START TEXT SEGMENT

Probably the first thing we do is to call the parents, initially, to say that we’re going to do the investigation. Then we set up a meeting, with the family and we do it with the family in mind because we want to make sure that it’s in a place that they feel comfortable talking about things.
SAM
We knew it’d be quite a long process and we knew it might be quite difficult, but we kind of wanted to meet them in person so that we could kind of talk to them and get to know them and make sure that kind of we were happy with what they had taken away from that conversation. And we basically just went through everything that had happened during the pregnancy, during the labour, during the birth and all from our perspective. And they listened and I think they were very aware of like the fact that it was quite a tricky thing for us that we’d gone through and they wanted to make sure we felt comfortable and kind of we felt like they were getting a true picture from our perspective of what actually happened, and it didn’t feel like it was just going to be a witch hunt, which was something else we were worried about.
ANDY
We don’t interview staff because we think they’ve done something wrong. We interview staff that are on the timeline, really that have a narrative of events which, like the family, have a narrative of what happened to them. Staff also have a narrative of events.
SAM
For us, there was a few reasons why we wanted to be involved. Probably the main one was just that we didn’t really have a clear idea, at that time, of what had caused Celeste’s difficult birth and she was in such a bad way and we just didn’t want anyone else to go through what we went through.
JULIA
It was really important to us to really understand everything that happened, even though we can’t change anything about it, at least we can understand it and come to terms with it a bit better.
SAM
It also gave us the chance to give our perspective about those events because, you know, when we got to a stage where we had seen the draft report, you know, there were some things that we disagreed with or we recall differently or whatever and part of the process that they made very clear to us is, you know, you have a say in what goes into this report. So, there were things that we said and it did change how the report was written. I think for us that was that was helpful as well because it just felt like a truer event of, a truer account of what we had actually experienced.

END TEXT SEGMENT
START DATASET ENTRIES

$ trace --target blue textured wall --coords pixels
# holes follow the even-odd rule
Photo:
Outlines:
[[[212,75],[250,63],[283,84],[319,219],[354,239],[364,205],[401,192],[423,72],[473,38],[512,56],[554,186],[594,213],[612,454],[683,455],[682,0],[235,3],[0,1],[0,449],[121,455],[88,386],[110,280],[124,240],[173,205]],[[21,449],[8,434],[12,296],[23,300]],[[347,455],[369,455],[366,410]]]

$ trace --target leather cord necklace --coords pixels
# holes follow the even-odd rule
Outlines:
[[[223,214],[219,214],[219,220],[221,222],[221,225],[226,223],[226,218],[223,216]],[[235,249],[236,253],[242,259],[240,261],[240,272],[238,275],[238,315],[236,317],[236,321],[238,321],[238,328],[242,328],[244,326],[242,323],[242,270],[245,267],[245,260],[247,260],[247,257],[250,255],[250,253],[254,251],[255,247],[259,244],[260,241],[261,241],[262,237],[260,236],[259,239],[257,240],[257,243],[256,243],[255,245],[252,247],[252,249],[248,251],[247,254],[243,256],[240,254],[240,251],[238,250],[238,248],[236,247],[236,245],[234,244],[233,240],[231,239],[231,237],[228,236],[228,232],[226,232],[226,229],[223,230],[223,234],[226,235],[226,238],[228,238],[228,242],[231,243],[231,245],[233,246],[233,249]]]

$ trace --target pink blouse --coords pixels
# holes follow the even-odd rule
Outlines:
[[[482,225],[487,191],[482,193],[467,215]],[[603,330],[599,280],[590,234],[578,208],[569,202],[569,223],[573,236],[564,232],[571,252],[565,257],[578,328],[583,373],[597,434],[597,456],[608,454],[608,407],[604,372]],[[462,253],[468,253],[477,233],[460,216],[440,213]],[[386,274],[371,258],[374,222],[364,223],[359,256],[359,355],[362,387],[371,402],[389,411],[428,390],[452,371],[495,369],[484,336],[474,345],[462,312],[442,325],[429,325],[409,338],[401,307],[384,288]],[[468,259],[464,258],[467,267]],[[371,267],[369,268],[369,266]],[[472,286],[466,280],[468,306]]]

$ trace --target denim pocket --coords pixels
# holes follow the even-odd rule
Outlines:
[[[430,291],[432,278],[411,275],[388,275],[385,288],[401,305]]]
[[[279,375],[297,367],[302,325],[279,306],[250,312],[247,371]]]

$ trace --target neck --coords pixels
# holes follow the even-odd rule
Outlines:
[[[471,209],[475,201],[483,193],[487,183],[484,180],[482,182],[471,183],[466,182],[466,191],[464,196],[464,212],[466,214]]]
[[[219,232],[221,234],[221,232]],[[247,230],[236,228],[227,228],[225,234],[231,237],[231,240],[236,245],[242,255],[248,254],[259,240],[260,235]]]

END DATASET ENTRIES

**ASSIGNED TASK**: Pick up the transcript about the investigation into Celeste's difficult birth after its final sentence and carry it on.

**ANSWER SECTION**:
JULIA
When something like that happens that you’re not prepared for. I’m sure Sam felt the same, but I personally felt as though I had no control over what was happening at all and us interacting with the report and actually saying, No, actually I think this is what happened or that’s not how I remember it. Or actually, I don’t think that’s a fair representation, just gave us a little bit more kind of agency back in terms of, you know, feeling like we did have some control over how that was described and how it was portrayed and shared with people, which we hadn’t really had since she was born.
ANDY
I think we have to be compassionate because we’re dealing with ultimately very sensitive issues. Death, death and injury, really, and bereavement.
SAM
There’s certain things that we still have to like do with Celeste, like she has like physiotherapy and stuff. And, you know, I think like for us, obviously the hope is that she will just get to a stage where she doesn’t need that anymore and that intervention has served its purpose.
JULIA
It’s not like that just happened and nobody tried to prevent it from happening, happening again for anyone else, but also just for us personally. If we want to stay here and do the same thing, then we can feel a bit more confident that hopefully it will be better.